## Start
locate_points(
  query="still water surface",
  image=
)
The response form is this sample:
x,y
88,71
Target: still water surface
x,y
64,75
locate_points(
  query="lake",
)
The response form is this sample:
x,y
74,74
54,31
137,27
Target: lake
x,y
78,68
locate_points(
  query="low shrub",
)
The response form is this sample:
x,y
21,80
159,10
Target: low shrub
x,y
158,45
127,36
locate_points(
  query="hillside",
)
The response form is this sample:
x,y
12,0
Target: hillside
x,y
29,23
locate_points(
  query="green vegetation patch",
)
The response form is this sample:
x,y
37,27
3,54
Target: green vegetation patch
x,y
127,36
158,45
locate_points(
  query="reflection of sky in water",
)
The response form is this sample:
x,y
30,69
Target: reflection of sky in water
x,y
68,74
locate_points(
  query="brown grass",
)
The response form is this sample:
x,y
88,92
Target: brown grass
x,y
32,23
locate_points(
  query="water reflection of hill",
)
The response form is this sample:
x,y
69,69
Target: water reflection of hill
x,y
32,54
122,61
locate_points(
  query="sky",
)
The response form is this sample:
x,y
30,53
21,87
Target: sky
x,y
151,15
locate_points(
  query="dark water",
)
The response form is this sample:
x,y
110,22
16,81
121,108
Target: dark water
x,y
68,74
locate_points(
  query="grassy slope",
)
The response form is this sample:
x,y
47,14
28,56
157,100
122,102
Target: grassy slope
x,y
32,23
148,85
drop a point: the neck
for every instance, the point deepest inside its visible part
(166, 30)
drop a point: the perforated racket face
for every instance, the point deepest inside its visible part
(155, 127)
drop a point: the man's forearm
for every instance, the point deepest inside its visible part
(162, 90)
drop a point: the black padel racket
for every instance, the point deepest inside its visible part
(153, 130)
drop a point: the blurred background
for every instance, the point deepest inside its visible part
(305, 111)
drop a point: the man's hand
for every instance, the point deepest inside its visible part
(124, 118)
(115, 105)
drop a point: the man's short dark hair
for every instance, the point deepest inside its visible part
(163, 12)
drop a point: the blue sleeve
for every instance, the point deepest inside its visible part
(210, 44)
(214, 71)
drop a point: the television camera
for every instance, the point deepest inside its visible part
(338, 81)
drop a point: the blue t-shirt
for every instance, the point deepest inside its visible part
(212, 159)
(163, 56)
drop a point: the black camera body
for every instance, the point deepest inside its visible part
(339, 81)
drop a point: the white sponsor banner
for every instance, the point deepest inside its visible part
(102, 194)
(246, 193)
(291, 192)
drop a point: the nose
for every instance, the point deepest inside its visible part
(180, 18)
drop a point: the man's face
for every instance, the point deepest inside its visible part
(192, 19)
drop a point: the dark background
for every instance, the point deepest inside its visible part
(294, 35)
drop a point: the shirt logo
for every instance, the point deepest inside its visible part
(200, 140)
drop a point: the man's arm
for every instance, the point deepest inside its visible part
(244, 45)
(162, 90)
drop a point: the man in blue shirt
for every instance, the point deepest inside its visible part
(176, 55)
## End
## Start
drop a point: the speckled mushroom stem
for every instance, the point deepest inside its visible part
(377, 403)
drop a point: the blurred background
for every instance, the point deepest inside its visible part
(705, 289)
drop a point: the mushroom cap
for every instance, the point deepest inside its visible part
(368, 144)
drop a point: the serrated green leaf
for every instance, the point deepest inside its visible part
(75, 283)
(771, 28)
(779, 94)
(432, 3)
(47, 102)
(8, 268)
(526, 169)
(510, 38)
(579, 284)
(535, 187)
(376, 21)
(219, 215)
## End
Pull out every line in the records above that contains the word "surface", and list those lines in their original order.

  query="still water surface",
Target: still water surface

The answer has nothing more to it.